*Exercise description:*
Present all of the items below as a numbered list, skipping any blank lines and leaving the pictures out.
━━━━━━━━━━━━━━━━
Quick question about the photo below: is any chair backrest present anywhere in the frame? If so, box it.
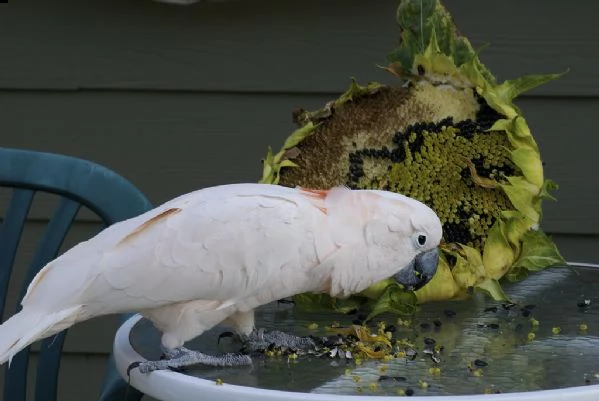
[0,147,152,401]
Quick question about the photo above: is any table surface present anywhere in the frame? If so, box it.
[115,268,599,401]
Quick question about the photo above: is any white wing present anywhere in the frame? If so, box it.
[23,184,335,315]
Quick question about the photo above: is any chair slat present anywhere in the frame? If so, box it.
[0,147,152,401]
[0,189,35,313]
[32,198,81,401]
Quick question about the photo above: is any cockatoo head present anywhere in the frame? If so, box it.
[327,188,442,295]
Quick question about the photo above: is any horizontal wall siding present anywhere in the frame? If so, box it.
[0,0,599,96]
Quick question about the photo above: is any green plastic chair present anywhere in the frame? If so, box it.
[0,147,152,401]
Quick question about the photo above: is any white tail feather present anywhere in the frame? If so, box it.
[0,305,82,366]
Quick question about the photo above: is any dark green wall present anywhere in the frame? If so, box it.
[0,0,599,401]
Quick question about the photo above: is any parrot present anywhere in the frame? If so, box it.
[0,183,442,373]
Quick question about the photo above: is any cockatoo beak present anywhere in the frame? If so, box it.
[393,248,439,290]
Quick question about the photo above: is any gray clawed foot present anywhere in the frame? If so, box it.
[242,329,322,352]
[127,347,252,375]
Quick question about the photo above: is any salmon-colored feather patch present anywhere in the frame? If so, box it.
[118,207,181,245]
[299,187,329,214]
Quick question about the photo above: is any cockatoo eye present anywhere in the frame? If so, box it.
[413,233,428,248]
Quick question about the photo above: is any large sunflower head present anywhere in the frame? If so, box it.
[262,0,563,313]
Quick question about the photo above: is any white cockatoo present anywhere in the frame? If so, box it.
[0,184,441,372]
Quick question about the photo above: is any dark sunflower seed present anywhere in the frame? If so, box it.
[424,337,437,345]
[474,359,489,368]
[379,376,407,382]
[443,309,457,317]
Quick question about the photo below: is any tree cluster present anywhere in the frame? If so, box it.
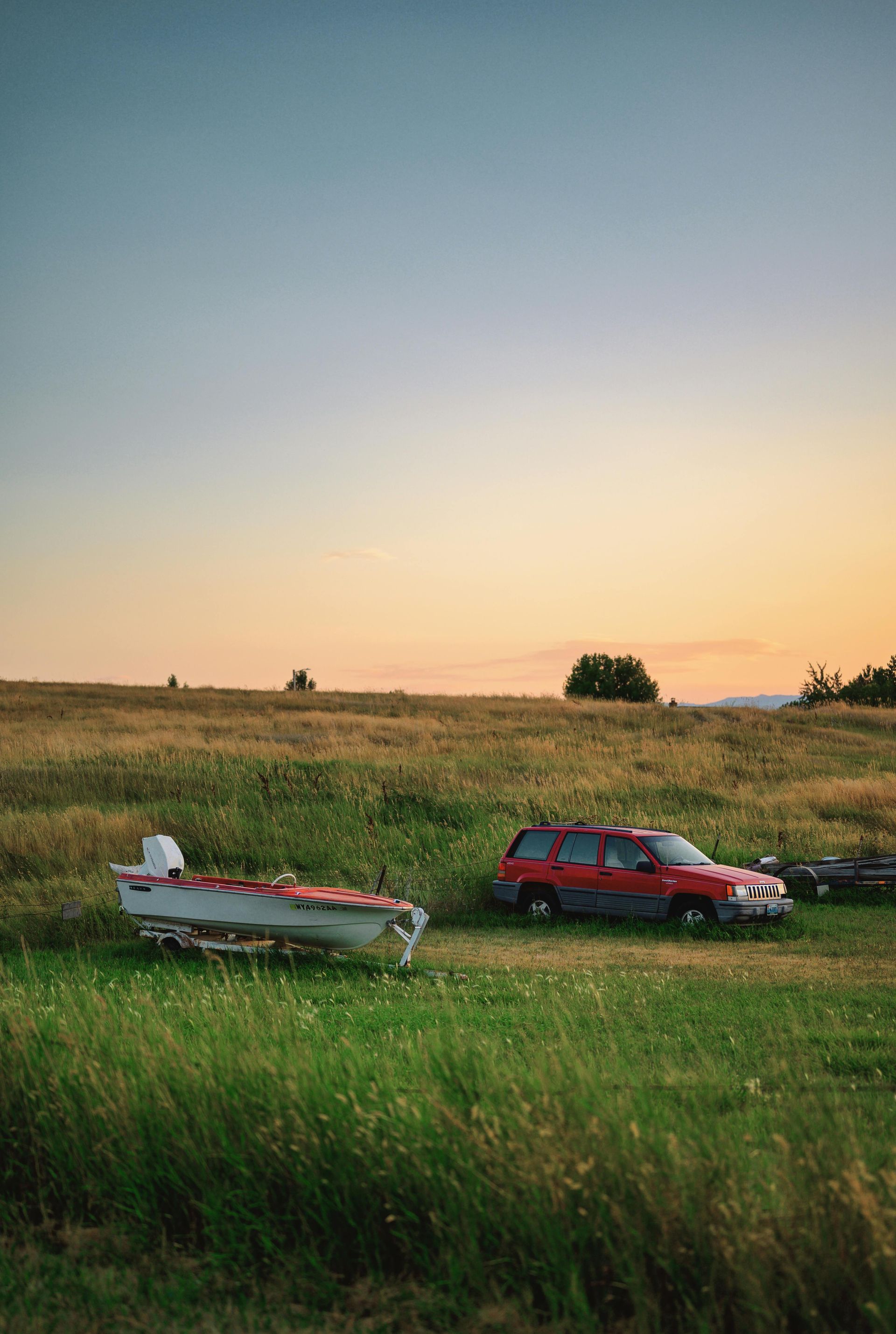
[563,654,660,705]
[798,654,896,708]
[283,667,317,690]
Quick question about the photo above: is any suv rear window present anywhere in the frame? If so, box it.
[511,830,557,862]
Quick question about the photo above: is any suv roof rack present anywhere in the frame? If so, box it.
[525,820,672,834]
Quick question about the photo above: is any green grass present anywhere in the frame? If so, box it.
[0,944,896,1330]
[0,683,896,1334]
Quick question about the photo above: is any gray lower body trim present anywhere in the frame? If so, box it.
[492,880,520,908]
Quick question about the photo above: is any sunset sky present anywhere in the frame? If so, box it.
[0,0,896,702]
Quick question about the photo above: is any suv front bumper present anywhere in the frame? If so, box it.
[712,899,793,926]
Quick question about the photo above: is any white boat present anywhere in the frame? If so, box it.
[109,834,429,964]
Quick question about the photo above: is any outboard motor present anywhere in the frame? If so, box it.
[109,834,184,880]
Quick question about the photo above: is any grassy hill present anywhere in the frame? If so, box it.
[0,682,896,1334]
[0,682,896,938]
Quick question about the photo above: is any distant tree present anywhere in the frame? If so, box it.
[563,654,660,705]
[798,663,843,708]
[840,654,896,708]
[283,667,317,690]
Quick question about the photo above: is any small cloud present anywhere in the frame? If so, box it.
[322,547,395,560]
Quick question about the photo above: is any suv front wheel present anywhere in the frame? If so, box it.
[520,887,560,922]
[671,898,719,926]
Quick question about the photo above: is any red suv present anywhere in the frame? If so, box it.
[493,824,793,924]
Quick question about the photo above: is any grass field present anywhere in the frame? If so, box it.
[0,683,896,1334]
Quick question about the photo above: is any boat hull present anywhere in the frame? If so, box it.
[117,876,411,950]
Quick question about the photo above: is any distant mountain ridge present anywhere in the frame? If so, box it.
[681,695,800,708]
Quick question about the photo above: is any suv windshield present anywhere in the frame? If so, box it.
[639,834,714,866]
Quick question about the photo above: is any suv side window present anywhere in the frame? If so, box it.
[604,834,648,871]
[511,830,557,862]
[556,834,600,866]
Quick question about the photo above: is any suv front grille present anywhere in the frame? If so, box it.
[744,885,787,899]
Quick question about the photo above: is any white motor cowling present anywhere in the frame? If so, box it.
[109,834,184,880]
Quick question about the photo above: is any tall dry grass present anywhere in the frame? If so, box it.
[0,682,896,930]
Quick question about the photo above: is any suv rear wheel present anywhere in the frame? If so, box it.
[672,896,719,926]
[520,886,560,922]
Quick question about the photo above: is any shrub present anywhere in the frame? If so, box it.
[563,654,660,705]
[798,654,896,708]
[283,667,317,690]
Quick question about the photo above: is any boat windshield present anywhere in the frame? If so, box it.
[639,834,714,866]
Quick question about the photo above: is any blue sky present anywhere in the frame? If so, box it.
[0,0,896,698]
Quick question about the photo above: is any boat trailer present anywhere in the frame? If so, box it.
[140,907,429,969]
[744,848,896,899]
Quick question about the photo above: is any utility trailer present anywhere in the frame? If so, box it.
[140,907,429,969]
[745,855,896,899]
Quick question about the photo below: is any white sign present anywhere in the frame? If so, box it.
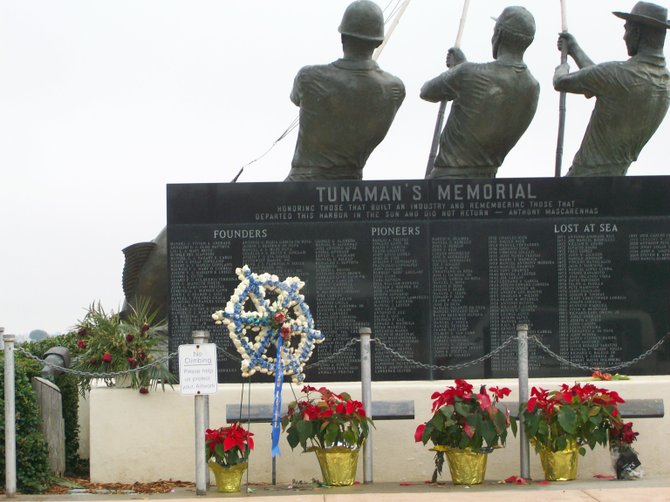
[179,343,219,395]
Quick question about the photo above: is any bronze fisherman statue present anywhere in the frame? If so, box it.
━━━━━━━━━━━━━━━━
*Task response:*
1. Quick question about the photo below: is any chair backrest present anywhere in the frame? If so, box it.
2. [0,147,152,401]
3. Quick question about the photo above: is any table surface present anywhere in the frame? If so, box it.
4. [115,268,599,401]
5. Quick question about the photo above: is any white wing present anywhere in the frame? If so, box it.
6. [23,184,335,315]
7. Quick question about the photo above: is any chair slat present anywhere in the frame? If so, box it.
8. [0,147,152,401]
9. [0,189,35,313]
10. [32,198,81,401]
11. Quick question about the photo above: is any cockatoo head present anywhere in the frame? If so, box it.
12. [327,188,442,295]
13. Quick question about the photo above: is any horizontal wall siding present anywhere in the frame? If so, box it.
14. [0,0,599,96]
15. Quick question about the photo above: is any green plastic chair present anywhere in the frame? If so, box it.
16. [0,147,152,401]
17. Quick question about the photo above: is any white tail feather present anywhere in the frame? If so, box it.
18. [0,305,82,366]
19. Quick question about the photo above: is any dark green wall present anywhere in the frame? If so, box it.
20. [0,0,599,401]
21. Quick question about the photo above: is any parrot present anywhere in the frame? If so, box it.
22. [0,183,442,373]
23. Quick question about the photo above: is any cockatoo beak present anywhere in the frame? If so, box it.
24. [393,248,439,290]
25. Quick question about the photo above: is any gray clawed foot present anywhere in the frame? If so, box it.
26. [242,329,322,352]
27. [127,347,252,375]
28. Quick question about the photo above: is any salmon-colored feather patch present anywhere in the frame? If so, box it.
29. [118,207,181,245]
30. [299,187,329,214]
31. Quick question about the photo above: is any cockatoo eye present anywhere in the frame? If so, box it.
32. [413,233,428,248]
33. Quick question about the photo above: is any large sunflower head present anywhere in the frame? If so, box it.
34. [262,0,563,313]
35. Quick question about the photo above: is any white cockatoo present anywhere in the frame? If so, box it.
36. [0,184,441,372]
37. Quick question about the photo above: is any dark sunflower seed present anywhere in the frame? If so, box it.
38. [424,337,437,345]
39. [474,359,489,368]
40. [379,376,407,382]
41. [443,309,457,317]
42. Quick question about the photo below: is any tree cluster present anywhere in the frame? If so, box it.
43. [563,654,660,705]
44. [798,654,896,708]
45. [283,667,317,690]
46. Quick question about the photo above: is any suv rear window present anywhere in the frame? If so, box it.
47. [511,830,557,862]
48. Quick question about the photo above: is any suv roof rack present anywhere in the frame? If so, box it.
49. [525,820,672,834]
50. Quick question about the photo above: is any green grass present anywhere in the frame? If so, box it.
51. [0,944,896,1330]
52. [0,683,896,1334]
53. Quick question about the photo above: is any gray lower body trim present anywhere in the frame? If so, box it.
54. [492,880,520,908]
55. Quick question about the photo above: is any sunset sky present anywhere in the frame? If so, box it.
56. [0,0,896,702]
57. Quick question about the photo above: is any suv front bumper present anywhere in the frame? If so, box it.
58. [712,899,793,926]
59. Quick question about the photo above: is any white boat present anywhere in the frame? If so, box it.
60. [109,834,429,964]
61. Quick question about the photo above: is any outboard motor present anywhere in the frame? If so, box it.
62. [109,834,184,880]
63. Quick question about the photo above: is any grassy hill present anywhere in the frame? If so, box it.
64. [0,682,896,1334]
65. [0,682,896,938]
66. Quick question about the photo above: is any distant tree present anywhere in the frame? If so, box it.
67. [563,654,660,705]
68. [798,663,843,708]
69. [840,654,896,708]
70. [283,667,317,690]
71. Quick question about the photo above: is any small cloud present anywhere in the frame? If so, box it.
72. [322,547,395,560]
73. Quick question about the photo above: is any suv front wheel present anywhere in the frame? If so, box it.
74. [520,887,560,922]
75. [671,898,719,926]
76. Quick question about the photo above: is any red suv present anywhere in the frame? If so, box it.
77. [493,824,793,924]
78. Quick question about the photo above: is any grass field present anywhere in the frame? If so, box it.
79. [0,683,896,1334]
80. Quick question about the photo above: is any boat hull present anywhere in the frame? If so, box it.
81. [117,876,411,950]
82. Quick question about the photo above: is any distant mountain ridge present anywhere in the frame? If so, box it.
83. [681,695,800,708]
84. Quick question about the photo above: is any suv windshield present anywhere in the frame? If so, box it.
85. [639,834,714,866]
86. Quick question about the photo above: is any suv side window present anywhere in the frame? If so, box it.
87. [604,834,648,871]
88. [511,830,557,862]
89. [556,834,600,866]
90. Quick question about the photo above: is any suv front grille present anywhere in the frame? If so, box it.
91. [744,885,787,899]
92. Quick question about the photo above: is any white motor cowling present anywhere in the frame? If so, box it.
93. [109,834,184,880]
94. Quick question about the photo above: is any tall dry grass present anywhere in the frame? If so, box it.
95. [0,682,896,930]
96. Quick question about the photo above: is any suv rear wheel present anywhere in the frame? If so, box it.
97. [672,896,719,926]
98. [520,886,560,922]
99. Quick question about the photo above: is any shrub present anywhere in the frame? If so, box it.
100. [563,654,660,705]
101. [798,654,896,708]
102. [283,667,317,690]
103. Quick question about the photo above: is any boat windshield present anywhere in the frame? If so, box it.
104. [639,834,714,866]
105. Quick question about the photo above: is any blue sky present anywhere in the frame? If so, box it.
106. [0,0,896,698]
107. Quick question about the photo above: is any boat trailer present anywhere in the frame? If so, box it.
108. [140,907,429,969]
109. [744,848,896,899]
110. Quick question about the photo above: is any utility trailer present anywhere in the frame? If so, box it.
111. [140,907,429,969]
112. [745,855,896,899]
113. Quick question about the photo below: is any white sign present anywhere in the frame? If so, box it.
114. [179,343,219,395]
115. Quick question about the photo above: is any bronze fisherman statue present anywhere in the frame? If so, box it.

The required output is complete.